(Stored data entries)
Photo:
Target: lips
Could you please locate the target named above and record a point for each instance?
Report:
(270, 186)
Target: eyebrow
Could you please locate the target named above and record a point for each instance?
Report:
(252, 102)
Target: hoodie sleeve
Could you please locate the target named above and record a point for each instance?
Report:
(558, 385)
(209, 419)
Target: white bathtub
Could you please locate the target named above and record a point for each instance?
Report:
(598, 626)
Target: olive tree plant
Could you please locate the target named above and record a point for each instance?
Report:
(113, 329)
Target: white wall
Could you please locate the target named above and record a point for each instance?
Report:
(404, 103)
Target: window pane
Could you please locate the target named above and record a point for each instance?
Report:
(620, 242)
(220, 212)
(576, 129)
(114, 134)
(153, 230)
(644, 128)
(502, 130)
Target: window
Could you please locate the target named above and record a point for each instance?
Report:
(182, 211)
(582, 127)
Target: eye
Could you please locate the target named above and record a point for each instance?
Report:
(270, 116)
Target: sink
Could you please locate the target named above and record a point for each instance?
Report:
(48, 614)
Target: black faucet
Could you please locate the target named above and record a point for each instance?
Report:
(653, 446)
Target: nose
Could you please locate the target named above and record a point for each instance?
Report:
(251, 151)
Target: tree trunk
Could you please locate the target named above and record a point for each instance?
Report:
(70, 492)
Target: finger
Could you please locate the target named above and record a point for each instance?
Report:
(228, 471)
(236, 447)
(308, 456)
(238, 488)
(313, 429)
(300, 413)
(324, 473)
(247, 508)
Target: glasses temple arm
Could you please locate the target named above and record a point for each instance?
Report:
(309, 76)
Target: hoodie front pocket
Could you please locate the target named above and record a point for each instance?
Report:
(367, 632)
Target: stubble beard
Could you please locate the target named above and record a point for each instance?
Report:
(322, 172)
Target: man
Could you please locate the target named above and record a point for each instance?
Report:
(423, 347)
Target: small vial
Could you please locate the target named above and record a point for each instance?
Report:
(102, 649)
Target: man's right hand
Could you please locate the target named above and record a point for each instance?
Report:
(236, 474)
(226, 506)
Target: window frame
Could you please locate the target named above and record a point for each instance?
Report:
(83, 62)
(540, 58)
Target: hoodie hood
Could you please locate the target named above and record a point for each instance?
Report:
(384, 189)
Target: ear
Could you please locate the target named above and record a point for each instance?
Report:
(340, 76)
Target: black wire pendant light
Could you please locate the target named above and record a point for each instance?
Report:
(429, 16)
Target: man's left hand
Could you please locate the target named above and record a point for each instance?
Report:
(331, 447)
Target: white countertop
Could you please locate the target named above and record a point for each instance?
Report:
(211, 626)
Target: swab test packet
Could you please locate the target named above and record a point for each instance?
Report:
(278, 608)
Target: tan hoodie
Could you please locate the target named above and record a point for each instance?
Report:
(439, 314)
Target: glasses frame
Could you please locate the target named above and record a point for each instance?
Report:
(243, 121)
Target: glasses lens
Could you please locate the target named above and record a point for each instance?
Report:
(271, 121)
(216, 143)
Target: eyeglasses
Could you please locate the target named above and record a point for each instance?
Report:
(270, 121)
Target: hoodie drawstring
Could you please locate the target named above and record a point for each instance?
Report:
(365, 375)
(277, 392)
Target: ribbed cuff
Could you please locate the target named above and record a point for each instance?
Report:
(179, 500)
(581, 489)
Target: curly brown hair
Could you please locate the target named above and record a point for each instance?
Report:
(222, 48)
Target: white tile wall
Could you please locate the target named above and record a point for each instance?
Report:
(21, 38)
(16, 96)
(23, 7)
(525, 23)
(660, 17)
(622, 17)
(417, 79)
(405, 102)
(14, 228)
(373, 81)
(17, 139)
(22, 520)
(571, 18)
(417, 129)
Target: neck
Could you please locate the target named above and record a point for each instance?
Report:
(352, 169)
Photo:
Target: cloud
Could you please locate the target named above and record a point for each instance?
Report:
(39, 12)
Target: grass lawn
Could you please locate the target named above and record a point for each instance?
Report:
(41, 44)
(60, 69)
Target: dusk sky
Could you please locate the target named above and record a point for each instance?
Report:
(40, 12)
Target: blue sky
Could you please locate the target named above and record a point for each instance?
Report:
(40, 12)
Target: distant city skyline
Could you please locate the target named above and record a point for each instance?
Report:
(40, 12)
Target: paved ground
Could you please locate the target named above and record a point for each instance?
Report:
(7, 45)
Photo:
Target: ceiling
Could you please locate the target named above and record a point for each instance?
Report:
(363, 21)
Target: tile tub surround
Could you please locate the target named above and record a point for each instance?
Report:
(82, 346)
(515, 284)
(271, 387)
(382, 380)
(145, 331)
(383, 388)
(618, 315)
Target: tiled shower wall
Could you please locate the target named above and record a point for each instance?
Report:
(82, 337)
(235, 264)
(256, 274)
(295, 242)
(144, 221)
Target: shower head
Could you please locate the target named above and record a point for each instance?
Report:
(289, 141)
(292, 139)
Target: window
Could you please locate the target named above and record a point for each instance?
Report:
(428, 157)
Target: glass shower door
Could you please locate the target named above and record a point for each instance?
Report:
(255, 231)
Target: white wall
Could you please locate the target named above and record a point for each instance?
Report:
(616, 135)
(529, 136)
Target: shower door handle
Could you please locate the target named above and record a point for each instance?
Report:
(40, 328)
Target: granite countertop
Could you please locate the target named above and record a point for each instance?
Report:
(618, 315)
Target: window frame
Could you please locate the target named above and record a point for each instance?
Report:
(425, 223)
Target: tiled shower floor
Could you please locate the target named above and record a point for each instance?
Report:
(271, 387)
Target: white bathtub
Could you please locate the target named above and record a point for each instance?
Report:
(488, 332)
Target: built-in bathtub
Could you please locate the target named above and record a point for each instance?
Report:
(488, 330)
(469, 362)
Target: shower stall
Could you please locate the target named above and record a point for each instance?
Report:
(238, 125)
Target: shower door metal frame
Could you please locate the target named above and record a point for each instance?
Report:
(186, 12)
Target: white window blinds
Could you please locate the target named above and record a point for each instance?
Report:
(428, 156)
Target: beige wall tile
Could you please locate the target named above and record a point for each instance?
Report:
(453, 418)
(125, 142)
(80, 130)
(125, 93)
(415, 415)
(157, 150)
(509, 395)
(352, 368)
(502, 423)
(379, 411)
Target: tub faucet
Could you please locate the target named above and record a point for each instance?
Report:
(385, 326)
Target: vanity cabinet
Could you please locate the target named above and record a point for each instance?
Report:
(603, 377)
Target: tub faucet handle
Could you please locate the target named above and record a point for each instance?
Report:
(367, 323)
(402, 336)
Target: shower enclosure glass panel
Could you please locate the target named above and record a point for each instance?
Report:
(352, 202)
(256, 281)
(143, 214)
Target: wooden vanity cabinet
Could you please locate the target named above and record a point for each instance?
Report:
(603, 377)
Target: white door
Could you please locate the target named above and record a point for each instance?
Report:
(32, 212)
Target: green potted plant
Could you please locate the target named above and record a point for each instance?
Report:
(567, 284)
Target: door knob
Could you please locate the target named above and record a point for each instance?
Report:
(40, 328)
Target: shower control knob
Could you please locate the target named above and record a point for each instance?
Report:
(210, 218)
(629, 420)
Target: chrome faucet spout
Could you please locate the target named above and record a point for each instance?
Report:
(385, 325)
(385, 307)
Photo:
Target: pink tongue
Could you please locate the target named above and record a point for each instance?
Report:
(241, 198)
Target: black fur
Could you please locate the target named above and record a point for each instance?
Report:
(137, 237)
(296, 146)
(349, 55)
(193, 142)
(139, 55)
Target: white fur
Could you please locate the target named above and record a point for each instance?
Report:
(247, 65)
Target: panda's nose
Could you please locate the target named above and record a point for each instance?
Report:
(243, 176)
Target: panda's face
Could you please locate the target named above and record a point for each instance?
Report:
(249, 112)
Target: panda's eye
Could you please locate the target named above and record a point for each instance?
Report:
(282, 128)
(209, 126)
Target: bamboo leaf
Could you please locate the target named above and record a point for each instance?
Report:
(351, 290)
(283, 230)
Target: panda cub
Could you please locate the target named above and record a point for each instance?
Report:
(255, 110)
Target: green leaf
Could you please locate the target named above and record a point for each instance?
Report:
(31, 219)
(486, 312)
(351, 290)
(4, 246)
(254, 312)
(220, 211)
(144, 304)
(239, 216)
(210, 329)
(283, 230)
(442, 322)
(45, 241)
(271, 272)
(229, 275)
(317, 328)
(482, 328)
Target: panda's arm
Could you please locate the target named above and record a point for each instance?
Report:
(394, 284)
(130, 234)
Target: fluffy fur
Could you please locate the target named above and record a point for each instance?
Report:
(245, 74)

*WHAT YOU NEED TO DO*
Count how many lines in the records above hold the word "door", and answer with that number alone.

*TASK RESULT*
5